Lines from the entries below that hold "striped" form the answer; copy all of them.

● EXTRACTED MATERIAL:

□ □ □ □ □

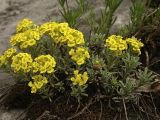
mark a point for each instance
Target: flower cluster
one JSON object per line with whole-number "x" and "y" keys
{"x": 135, "y": 44}
{"x": 79, "y": 79}
{"x": 24, "y": 25}
{"x": 117, "y": 44}
{"x": 79, "y": 55}
{"x": 22, "y": 62}
{"x": 6, "y": 55}
{"x": 43, "y": 64}
{"x": 38, "y": 82}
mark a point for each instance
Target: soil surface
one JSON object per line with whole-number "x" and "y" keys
{"x": 39, "y": 11}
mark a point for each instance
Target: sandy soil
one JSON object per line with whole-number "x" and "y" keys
{"x": 12, "y": 11}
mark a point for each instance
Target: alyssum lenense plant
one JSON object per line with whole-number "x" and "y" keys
{"x": 54, "y": 58}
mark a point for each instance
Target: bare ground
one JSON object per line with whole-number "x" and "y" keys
{"x": 12, "y": 11}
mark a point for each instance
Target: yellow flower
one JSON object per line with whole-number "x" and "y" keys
{"x": 116, "y": 44}
{"x": 2, "y": 60}
{"x": 38, "y": 82}
{"x": 135, "y": 44}
{"x": 79, "y": 79}
{"x": 22, "y": 62}
{"x": 8, "y": 53}
{"x": 24, "y": 25}
{"x": 79, "y": 55}
{"x": 43, "y": 64}
{"x": 27, "y": 43}
{"x": 47, "y": 27}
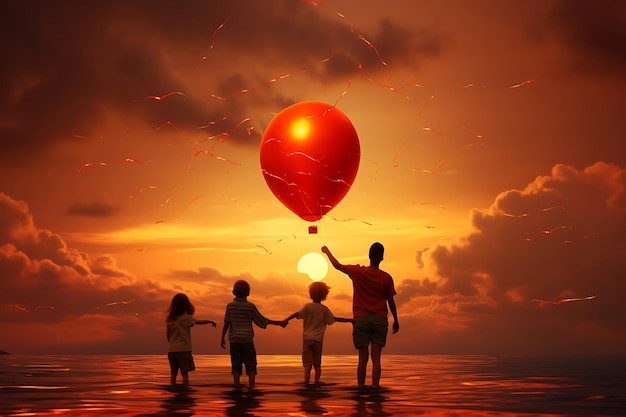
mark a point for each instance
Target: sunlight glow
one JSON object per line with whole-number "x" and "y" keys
{"x": 314, "y": 265}
{"x": 300, "y": 129}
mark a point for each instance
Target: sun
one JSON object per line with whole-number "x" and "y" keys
{"x": 314, "y": 265}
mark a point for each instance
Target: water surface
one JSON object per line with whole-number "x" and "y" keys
{"x": 428, "y": 385}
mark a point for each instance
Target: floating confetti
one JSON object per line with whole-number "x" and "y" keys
{"x": 163, "y": 97}
{"x": 522, "y": 84}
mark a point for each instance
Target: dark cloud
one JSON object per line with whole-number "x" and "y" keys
{"x": 562, "y": 237}
{"x": 72, "y": 67}
{"x": 47, "y": 289}
{"x": 594, "y": 31}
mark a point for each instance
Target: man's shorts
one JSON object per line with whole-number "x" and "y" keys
{"x": 182, "y": 361}
{"x": 243, "y": 354}
{"x": 370, "y": 329}
{"x": 311, "y": 352}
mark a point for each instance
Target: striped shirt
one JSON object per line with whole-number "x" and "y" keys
{"x": 241, "y": 313}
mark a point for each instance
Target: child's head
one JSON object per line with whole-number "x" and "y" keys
{"x": 241, "y": 289}
{"x": 318, "y": 291}
{"x": 180, "y": 304}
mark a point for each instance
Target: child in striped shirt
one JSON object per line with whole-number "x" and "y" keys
{"x": 240, "y": 314}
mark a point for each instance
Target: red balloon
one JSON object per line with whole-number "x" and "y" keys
{"x": 310, "y": 155}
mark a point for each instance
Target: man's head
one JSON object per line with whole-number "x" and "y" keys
{"x": 377, "y": 250}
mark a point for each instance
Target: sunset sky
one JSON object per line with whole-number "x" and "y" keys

□ □ □ □ □

● TASK ANSWER:
Target: striped shirt
Target: child in striped shirt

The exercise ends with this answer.